* _EXCERPT PROVIDED_:
Thursday, August 31

Teagan's First Bath

I could hardly wait for that crusty little stump to fall off so Damon and I could give Teagan her first bath. However, once it finally did, we were suddenly overcome by fear, as neither of us had ever given a newborn (or an infant for that matter) a bath before. Luckily, Teagan seems to love bath time! She never even cried!

Sunday, August 20


I was completely shocked when my water broke around 9:45 that normal Sunday night. I had just taken a bath and was stepping out when I felt that first gush. My plans on going to bed early and catching up on the sleep I had missed out on the night before went down the drain along with the water from my last bubble bath as a childless woman. I felt my eyes grow big and my heart swell with panic. I starred into the bathroom mirror for a moment at the terrified lady looking back at me. I attempted to dry off and put on my clothes as the second gush came. I needed a piece of gum to ease my anxiety. I wrapped one towel around my plump midsection and straddled another and left the bathroom in search of Watermelon gum.

Damon was sitting in the living room eating a sandwich. Such a comedian, he called out "Did your water break or something?" This of course is followed by a chuckle. I try not to encourage him. I look him right in the eye and nod. His next comment is not worth repeating. I tell him not to panic as he is freaking me out. (The roles are reversed a lot around here.) He begins asking me way too many questions. "What do we do?" "What do we need?" "Do we need to call someone?" "Where are the keys?" Sigh. I ignore his questions and scoot cross-legged into the bedroom. I'm not going anywhere without any clothes on. By this point I am trembling with fear, anticipation, excitement, and a little irritation, if you must know. I manage to change my clothes four times before giving up on the possiblity of actually leaving the house in dry clothes. Damon has called his parents, who are on their way to the hospital, I have called my Dad and Vicki, who are on their way to the hospital, and Mom has called me before I can call her, and she and Casey are on their way to the hospital. I give Damon the list of last minute things to throw into my bag. We finally gather ourselves as neatly as possible and head out the door.

[Items listed in a dataset]
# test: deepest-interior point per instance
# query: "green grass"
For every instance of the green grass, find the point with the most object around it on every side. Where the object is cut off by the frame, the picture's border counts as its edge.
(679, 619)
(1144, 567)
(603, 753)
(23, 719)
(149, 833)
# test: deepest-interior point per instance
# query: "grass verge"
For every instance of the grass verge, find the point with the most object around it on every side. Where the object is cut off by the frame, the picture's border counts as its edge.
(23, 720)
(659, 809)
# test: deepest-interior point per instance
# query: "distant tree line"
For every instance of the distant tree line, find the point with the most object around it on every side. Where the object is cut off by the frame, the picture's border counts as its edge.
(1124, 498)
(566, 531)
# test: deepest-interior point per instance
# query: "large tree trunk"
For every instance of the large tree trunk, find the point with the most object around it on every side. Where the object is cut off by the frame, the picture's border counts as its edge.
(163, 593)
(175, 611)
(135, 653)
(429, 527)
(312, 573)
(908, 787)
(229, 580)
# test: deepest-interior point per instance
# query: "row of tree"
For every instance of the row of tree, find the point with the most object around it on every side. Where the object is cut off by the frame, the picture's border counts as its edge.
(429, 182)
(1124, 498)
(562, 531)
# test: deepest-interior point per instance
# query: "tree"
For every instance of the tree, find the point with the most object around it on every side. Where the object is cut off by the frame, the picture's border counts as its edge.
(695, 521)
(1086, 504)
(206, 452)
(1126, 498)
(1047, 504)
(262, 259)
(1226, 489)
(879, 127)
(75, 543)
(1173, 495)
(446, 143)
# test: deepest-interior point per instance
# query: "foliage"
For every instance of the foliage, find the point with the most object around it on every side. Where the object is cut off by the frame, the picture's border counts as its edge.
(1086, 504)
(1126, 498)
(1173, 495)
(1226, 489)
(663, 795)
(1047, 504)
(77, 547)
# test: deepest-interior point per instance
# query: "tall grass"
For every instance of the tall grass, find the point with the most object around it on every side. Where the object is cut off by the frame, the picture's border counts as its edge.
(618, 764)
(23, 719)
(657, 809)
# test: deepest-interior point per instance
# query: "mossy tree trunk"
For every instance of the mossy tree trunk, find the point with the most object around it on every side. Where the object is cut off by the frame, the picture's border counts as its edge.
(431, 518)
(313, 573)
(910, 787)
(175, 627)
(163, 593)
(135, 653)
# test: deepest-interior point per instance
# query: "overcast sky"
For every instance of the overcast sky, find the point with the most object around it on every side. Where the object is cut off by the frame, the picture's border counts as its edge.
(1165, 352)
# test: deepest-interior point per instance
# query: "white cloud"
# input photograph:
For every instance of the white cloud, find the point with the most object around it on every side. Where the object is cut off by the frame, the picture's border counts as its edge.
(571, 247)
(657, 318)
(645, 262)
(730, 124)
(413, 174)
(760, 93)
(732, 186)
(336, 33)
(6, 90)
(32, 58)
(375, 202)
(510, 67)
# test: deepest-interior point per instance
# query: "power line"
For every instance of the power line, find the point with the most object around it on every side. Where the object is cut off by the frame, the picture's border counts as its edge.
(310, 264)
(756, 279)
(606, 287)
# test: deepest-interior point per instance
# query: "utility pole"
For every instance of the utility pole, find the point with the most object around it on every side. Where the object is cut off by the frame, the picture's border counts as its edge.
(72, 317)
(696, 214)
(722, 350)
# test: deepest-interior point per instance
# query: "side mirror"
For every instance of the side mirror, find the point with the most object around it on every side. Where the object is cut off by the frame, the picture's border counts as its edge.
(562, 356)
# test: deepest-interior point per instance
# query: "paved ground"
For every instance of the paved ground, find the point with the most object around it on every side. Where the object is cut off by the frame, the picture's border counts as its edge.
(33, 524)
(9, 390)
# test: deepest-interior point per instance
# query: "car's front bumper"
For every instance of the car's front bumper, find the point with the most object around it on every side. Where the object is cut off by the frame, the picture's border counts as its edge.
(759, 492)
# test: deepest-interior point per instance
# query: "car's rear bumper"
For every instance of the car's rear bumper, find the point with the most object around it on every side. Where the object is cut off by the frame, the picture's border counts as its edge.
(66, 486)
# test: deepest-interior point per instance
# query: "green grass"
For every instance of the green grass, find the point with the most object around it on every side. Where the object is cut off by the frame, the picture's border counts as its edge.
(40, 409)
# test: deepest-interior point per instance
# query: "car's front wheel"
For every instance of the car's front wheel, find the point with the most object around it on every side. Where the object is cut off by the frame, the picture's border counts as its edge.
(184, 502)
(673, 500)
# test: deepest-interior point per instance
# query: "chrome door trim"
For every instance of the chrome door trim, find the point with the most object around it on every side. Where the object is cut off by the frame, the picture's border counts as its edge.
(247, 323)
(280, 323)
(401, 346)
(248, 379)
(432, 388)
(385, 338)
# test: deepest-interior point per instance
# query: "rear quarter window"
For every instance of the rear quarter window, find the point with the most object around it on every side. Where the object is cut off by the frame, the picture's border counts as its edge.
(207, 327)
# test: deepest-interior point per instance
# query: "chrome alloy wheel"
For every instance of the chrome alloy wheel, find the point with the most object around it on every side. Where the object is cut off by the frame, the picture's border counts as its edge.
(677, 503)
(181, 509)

* _TASKS FOR THIS EXERCISE_:
1/ Reproduce the stretch of the journal entries about Teagan from "I was completely" through "of Watermelon gum.".
2/ Proceed with the journal entries about Teagan, beginning immediately after the final sentence given.

* _OUTPUTS BY TASK_:
1/
I was completely shocked when my water broke around 9:45 that normal Sunday night. I had just taken a bath and was stepping out when I felt that first gush. My plans on going to bed early and catching up on the sleep I had missed out on the night before went down the drain along with the water from my last bubble bath as a childless woman. I felt my eyes grow big and my heart swell with panic. I starred into the bathroom mirror for a moment at the terrified lady looking back at me. I attempted to dry off and put on my clothes as the second gush came. I needed a piece of gum to ease my anxiety. I wrapped one towel around my plump midsection and straddled another and left the bathroom in search of Watermelon gum.

2/
We arrived at the hospital a little before 11:00. A nurse examineD me and I was dilated to a 1. I knew at that point it was going to be a long night. They took me into my room where I would have the joy of experiencing labor, delivery, and recovery. They hooked me up to all the monitors and gave me an hour to begin contracting consitently on my own. About an hour later they began the Pitocin drip.

This may be a good time to tell you how naive I was about labor. I watched all the Baby Story's and read a lot of books. I watched the women on TV do the breathing. I watched them pace the hallways of the hospital. Now, I consider myself to have a fairly high pain tolerance. Ha. By 1:00 a.m. I wanted to die. Breathing at all was barely an option. Any kind of breathing pattern was completely unrealistic. Walking the hallways? Please. I was walking the hallways of hell. Don't get me wrong, I could handle the contractions. But for every 90 seconds of strong contracting, I needed about 15 minutes to recover. Again, ha. The contractions were right on top of the other. I kept telling myself, "This is good. This is good. This means I'm dilating."

They checked my cervix every 1-2 hours and apparently it does not like change. I've lost all sense of time by this point, but eventually they asked me if I wanted some Stadol to 'take the edge off'. OK, people. Apparently circles do not have edges, because I was in a circle of pain and there was no edge taken off. I wanted the epidural really badly by this point, but they refused to administer it until I was dilated to a 4.

Finally, around 7:00 a.m., the angels sang. I was a 4. Epidural time. The epidural gives true meaning to 'hurts so good'. It was painful, but it was by far the best pain I have ever felt. Not to mention the best $750 I will ever spend. Once the real drugs were in, I was good to go.
8:30 a.m. Fully dilated. Time to start pushing. I remember hearing, "OK, Lacy, let's have this baby by 9." So, I push. And I push. And I push. One of the nurses gets the idea to try the 'towel trick'. My mother-in-law stands between my spread-eagle-legs and holds one end of a towel. I grab the other end and pull as I push. Nothing. One of the nurses takes my epidural button away from me. Apparently I can't feel anything. (Isn't that the point?) They give me time to rest and let the epidural wear down some. I remember hearing, "OK, Lacy, let's have this baby by 10." (Who's 'lets', anyway?) So, I push. And I push. And I push. One of the nurses calls Dr. Porter who threatens me with forceps. So, I push. You get the idea. I remember hearing, "OK, Lacy, let's have this baby by 11." Finally, Dr. Porter comes in around 11:24, makes a tiny incension in my nether region, and at 11:25 a.m. on Monday, August 14, 2006, out popped the most beautiful baby I have ever laid eyes on.